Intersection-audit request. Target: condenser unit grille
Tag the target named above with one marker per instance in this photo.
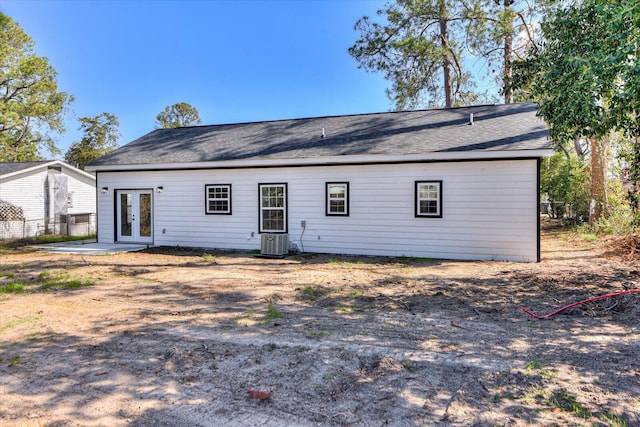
(274, 244)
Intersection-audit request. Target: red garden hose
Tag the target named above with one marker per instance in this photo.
(546, 316)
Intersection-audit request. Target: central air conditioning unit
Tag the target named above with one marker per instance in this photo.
(274, 244)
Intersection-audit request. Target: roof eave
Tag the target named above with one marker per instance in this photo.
(47, 165)
(331, 160)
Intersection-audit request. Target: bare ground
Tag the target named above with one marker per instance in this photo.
(172, 337)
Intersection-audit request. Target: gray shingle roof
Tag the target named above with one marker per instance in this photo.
(6, 168)
(496, 127)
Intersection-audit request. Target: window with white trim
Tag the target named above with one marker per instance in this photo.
(218, 199)
(337, 198)
(273, 208)
(428, 199)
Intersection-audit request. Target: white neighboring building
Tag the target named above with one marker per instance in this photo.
(47, 197)
(459, 183)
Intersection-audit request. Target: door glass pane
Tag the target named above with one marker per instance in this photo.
(145, 215)
(125, 214)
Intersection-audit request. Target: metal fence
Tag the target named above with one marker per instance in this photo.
(62, 225)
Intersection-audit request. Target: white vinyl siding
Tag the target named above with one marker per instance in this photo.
(490, 209)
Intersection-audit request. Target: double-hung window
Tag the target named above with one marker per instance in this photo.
(218, 199)
(273, 208)
(337, 198)
(428, 199)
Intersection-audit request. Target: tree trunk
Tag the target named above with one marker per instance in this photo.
(446, 64)
(507, 71)
(598, 181)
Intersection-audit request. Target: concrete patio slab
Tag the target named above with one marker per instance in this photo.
(90, 247)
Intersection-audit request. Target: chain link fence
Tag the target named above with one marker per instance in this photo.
(63, 225)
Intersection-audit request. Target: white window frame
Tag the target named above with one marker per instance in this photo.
(70, 199)
(345, 210)
(263, 209)
(208, 199)
(437, 198)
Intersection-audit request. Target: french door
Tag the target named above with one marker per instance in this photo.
(134, 216)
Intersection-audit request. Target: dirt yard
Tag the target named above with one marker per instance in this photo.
(184, 338)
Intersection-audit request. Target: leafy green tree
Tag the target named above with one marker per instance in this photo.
(562, 180)
(423, 38)
(178, 115)
(31, 107)
(412, 49)
(100, 137)
(586, 79)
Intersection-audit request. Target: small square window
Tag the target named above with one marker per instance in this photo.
(273, 208)
(428, 201)
(337, 198)
(218, 199)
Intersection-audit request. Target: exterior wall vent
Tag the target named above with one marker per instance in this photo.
(274, 244)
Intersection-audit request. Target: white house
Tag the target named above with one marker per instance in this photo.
(457, 183)
(46, 197)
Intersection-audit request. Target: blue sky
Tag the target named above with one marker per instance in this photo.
(235, 61)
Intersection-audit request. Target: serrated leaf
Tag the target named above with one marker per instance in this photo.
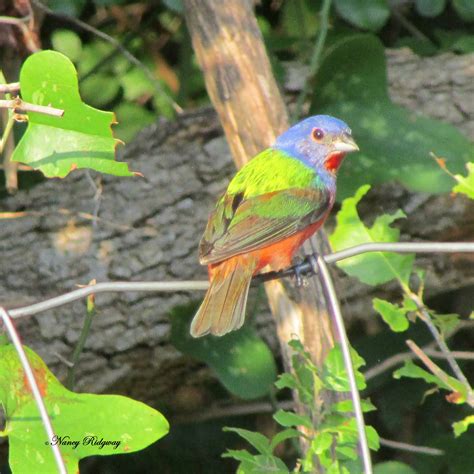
(262, 464)
(334, 370)
(257, 440)
(466, 183)
(82, 138)
(393, 467)
(461, 427)
(366, 14)
(465, 9)
(346, 406)
(99, 424)
(372, 268)
(289, 418)
(395, 143)
(393, 315)
(243, 362)
(283, 436)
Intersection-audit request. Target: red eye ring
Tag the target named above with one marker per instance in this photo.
(317, 134)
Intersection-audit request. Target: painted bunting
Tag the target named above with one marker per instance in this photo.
(271, 206)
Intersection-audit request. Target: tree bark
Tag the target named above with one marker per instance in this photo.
(148, 229)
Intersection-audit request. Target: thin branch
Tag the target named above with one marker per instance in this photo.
(125, 52)
(90, 313)
(34, 387)
(304, 268)
(11, 88)
(436, 370)
(19, 106)
(225, 411)
(410, 447)
(333, 304)
(315, 58)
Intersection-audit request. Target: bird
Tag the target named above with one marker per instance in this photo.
(271, 206)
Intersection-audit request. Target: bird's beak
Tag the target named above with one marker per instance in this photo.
(345, 144)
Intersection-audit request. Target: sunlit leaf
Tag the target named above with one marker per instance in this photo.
(395, 143)
(461, 427)
(335, 373)
(82, 138)
(366, 14)
(395, 316)
(85, 424)
(393, 467)
(257, 440)
(374, 267)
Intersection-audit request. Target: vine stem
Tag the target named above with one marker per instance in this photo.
(34, 388)
(333, 304)
(315, 58)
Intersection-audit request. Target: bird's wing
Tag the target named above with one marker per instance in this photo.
(240, 225)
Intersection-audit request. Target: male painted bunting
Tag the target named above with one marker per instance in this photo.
(271, 206)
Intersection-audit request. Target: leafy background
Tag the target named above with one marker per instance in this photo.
(350, 83)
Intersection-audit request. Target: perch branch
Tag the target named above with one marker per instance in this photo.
(34, 387)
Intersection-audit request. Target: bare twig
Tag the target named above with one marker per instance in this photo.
(19, 106)
(90, 312)
(431, 247)
(333, 304)
(124, 51)
(34, 388)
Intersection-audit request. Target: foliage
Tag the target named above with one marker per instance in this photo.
(82, 138)
(332, 442)
(100, 424)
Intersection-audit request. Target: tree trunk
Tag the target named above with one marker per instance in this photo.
(148, 229)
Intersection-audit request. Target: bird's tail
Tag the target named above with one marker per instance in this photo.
(223, 308)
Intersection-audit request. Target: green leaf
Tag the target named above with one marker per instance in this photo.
(372, 268)
(322, 442)
(393, 467)
(411, 370)
(262, 464)
(257, 440)
(82, 138)
(242, 360)
(289, 418)
(67, 42)
(465, 9)
(334, 370)
(283, 436)
(393, 315)
(99, 424)
(366, 14)
(430, 8)
(466, 184)
(395, 143)
(461, 427)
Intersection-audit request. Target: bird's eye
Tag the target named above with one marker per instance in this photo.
(317, 134)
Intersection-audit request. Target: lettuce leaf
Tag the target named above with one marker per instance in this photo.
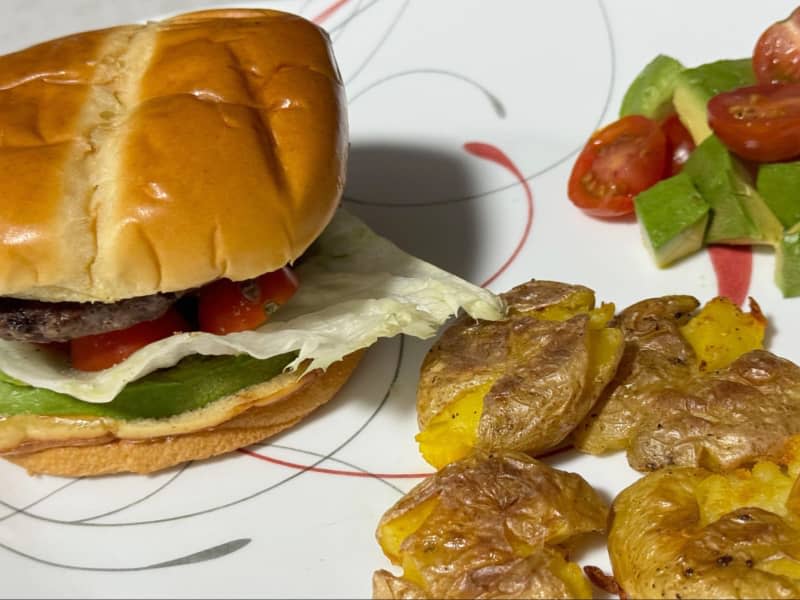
(355, 287)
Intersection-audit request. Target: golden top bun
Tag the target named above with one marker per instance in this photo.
(158, 157)
(269, 408)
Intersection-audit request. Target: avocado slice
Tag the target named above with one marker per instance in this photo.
(787, 262)
(739, 214)
(672, 216)
(193, 383)
(779, 185)
(650, 94)
(695, 87)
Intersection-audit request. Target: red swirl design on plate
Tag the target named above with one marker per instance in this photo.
(494, 154)
(291, 465)
(733, 266)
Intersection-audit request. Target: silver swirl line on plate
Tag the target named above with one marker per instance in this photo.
(556, 163)
(211, 553)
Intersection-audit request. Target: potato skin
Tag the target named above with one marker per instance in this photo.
(497, 530)
(723, 419)
(660, 548)
(665, 411)
(537, 369)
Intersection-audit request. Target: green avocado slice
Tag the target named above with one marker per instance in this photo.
(779, 185)
(695, 87)
(739, 214)
(193, 383)
(673, 217)
(650, 94)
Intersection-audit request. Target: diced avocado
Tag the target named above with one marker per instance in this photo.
(779, 185)
(695, 87)
(739, 214)
(673, 217)
(787, 262)
(650, 94)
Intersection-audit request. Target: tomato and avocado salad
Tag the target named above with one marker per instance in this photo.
(706, 155)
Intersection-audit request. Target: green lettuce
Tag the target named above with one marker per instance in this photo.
(194, 383)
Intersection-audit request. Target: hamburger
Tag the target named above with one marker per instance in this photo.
(177, 278)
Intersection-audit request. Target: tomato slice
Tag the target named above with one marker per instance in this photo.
(619, 161)
(104, 350)
(227, 306)
(679, 144)
(760, 123)
(776, 57)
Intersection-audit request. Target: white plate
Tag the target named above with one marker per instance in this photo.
(452, 104)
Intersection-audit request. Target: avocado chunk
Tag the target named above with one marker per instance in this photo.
(779, 185)
(787, 262)
(672, 216)
(650, 94)
(739, 214)
(695, 87)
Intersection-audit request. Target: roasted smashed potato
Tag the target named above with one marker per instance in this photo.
(721, 332)
(693, 391)
(489, 526)
(523, 383)
(690, 533)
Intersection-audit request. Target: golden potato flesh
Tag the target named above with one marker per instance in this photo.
(519, 384)
(666, 406)
(489, 526)
(690, 533)
(721, 332)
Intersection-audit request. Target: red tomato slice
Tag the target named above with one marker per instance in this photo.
(227, 306)
(776, 57)
(619, 161)
(679, 144)
(760, 123)
(97, 352)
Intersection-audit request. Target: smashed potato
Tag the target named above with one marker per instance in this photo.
(523, 383)
(690, 533)
(489, 526)
(665, 407)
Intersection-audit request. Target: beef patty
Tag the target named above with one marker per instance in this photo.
(42, 322)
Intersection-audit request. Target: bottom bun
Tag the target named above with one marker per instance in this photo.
(277, 410)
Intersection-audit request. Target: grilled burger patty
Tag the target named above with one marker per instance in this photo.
(43, 322)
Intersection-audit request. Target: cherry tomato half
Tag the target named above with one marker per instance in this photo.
(776, 57)
(760, 123)
(227, 306)
(97, 352)
(619, 161)
(679, 144)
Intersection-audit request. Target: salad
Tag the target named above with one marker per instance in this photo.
(706, 155)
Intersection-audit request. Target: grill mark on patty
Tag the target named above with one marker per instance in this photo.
(44, 322)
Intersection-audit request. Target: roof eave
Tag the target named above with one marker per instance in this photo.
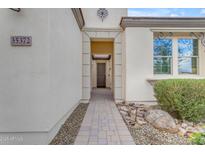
(189, 22)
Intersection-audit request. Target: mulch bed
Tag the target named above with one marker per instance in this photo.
(69, 130)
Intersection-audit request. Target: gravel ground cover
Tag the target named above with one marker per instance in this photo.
(148, 135)
(143, 132)
(69, 130)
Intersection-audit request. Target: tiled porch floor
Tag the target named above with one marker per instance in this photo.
(103, 123)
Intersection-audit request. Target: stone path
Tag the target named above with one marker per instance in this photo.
(103, 123)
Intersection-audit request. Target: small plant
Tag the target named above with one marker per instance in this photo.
(198, 138)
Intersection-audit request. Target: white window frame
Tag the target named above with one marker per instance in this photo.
(174, 59)
(187, 57)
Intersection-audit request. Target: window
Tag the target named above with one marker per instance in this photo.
(187, 56)
(162, 56)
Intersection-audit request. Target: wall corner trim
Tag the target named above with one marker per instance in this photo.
(77, 12)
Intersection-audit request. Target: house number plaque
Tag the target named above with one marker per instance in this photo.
(21, 40)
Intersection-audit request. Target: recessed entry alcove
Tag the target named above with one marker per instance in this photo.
(102, 62)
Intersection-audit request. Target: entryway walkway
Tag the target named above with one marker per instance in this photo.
(103, 123)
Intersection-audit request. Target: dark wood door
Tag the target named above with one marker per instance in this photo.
(101, 76)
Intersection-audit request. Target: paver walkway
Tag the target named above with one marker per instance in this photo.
(103, 123)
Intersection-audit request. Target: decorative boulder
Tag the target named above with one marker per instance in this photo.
(161, 120)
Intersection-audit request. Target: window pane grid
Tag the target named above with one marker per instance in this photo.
(162, 56)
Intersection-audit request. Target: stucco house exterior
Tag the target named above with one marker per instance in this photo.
(76, 50)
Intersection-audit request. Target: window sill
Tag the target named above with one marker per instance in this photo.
(153, 79)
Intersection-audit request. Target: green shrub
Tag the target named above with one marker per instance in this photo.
(198, 138)
(184, 98)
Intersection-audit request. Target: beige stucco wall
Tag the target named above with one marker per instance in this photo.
(39, 84)
(111, 21)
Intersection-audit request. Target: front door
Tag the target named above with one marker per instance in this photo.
(101, 76)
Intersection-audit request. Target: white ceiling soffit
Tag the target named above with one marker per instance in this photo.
(101, 56)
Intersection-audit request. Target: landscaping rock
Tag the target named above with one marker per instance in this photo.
(161, 120)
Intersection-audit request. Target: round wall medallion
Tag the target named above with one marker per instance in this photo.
(102, 13)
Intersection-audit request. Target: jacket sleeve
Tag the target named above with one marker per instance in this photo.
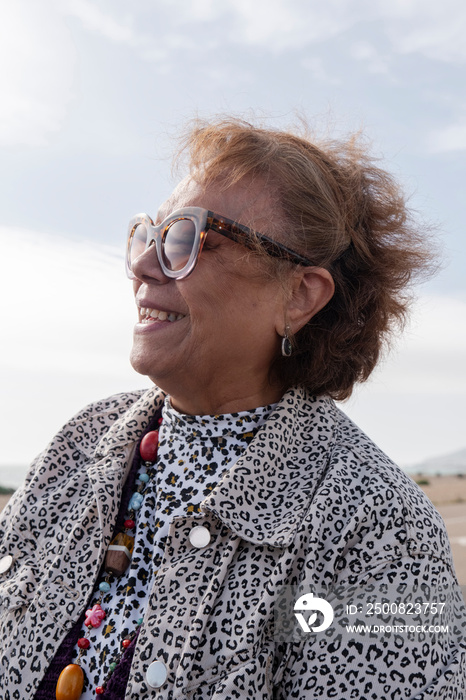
(411, 645)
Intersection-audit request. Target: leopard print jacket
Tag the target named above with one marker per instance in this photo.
(313, 513)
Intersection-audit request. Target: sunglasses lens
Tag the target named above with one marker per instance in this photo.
(178, 243)
(137, 243)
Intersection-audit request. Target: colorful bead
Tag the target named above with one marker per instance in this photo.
(149, 445)
(94, 616)
(70, 683)
(136, 501)
(119, 554)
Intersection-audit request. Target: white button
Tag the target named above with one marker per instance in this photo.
(199, 536)
(156, 674)
(5, 563)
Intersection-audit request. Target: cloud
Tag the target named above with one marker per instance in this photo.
(447, 139)
(433, 29)
(376, 63)
(38, 71)
(69, 298)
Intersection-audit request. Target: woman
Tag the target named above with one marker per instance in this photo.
(166, 541)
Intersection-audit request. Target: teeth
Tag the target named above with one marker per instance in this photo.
(148, 314)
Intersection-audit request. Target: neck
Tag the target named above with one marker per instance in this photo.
(204, 401)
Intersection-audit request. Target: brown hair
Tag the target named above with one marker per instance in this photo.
(336, 207)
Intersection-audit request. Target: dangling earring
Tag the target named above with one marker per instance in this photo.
(287, 348)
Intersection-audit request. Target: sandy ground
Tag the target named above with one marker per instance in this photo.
(448, 494)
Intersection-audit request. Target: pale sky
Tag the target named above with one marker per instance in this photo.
(92, 97)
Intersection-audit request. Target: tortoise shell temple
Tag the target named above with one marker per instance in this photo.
(248, 237)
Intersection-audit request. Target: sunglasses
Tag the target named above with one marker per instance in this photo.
(180, 237)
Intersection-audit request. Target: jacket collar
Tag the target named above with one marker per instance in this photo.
(265, 495)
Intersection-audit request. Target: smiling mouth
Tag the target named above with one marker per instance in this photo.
(154, 315)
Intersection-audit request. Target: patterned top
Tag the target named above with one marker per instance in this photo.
(194, 452)
(311, 508)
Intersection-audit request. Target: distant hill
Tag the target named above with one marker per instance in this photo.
(453, 463)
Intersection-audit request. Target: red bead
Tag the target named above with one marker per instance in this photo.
(149, 446)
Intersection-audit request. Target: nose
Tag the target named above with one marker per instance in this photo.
(146, 267)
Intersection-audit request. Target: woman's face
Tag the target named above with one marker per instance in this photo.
(229, 315)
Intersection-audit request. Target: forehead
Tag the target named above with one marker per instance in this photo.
(247, 202)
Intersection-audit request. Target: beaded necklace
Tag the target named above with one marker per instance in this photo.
(71, 680)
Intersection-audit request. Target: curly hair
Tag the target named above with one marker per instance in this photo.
(336, 207)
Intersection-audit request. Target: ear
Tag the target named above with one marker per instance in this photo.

——————————

To be done
Starting with the line that contains "Intersection-audit request. Target: nose" and going on through the last line, write out every one of those lines again. Shift each coordinate in the answers up by 54 and leave everything else as it is.

Result for this task
Intersection-audit request. Target: nose
Tag the target named above with one marker per instance in this photo.
(200, 321)
Intersection-audit request. Target: woman's face
Tag the target named above with one marker per instance in this photo.
(283, 369)
Intersection-audit request. Target: forehead
Tag the target named above with one marker per instance in this photo.
(301, 256)
Intersection-audit request. Target: beaded necklace
Tag the target named above with one marker per instance in this photo.
(125, 734)
Intersection-audit request. Target: curly hair
Tag the target named above with one marker per instance in this photo.
(390, 261)
Intersection-audit request. Target: ear
Tag the target named above with one marker per instance in this photo.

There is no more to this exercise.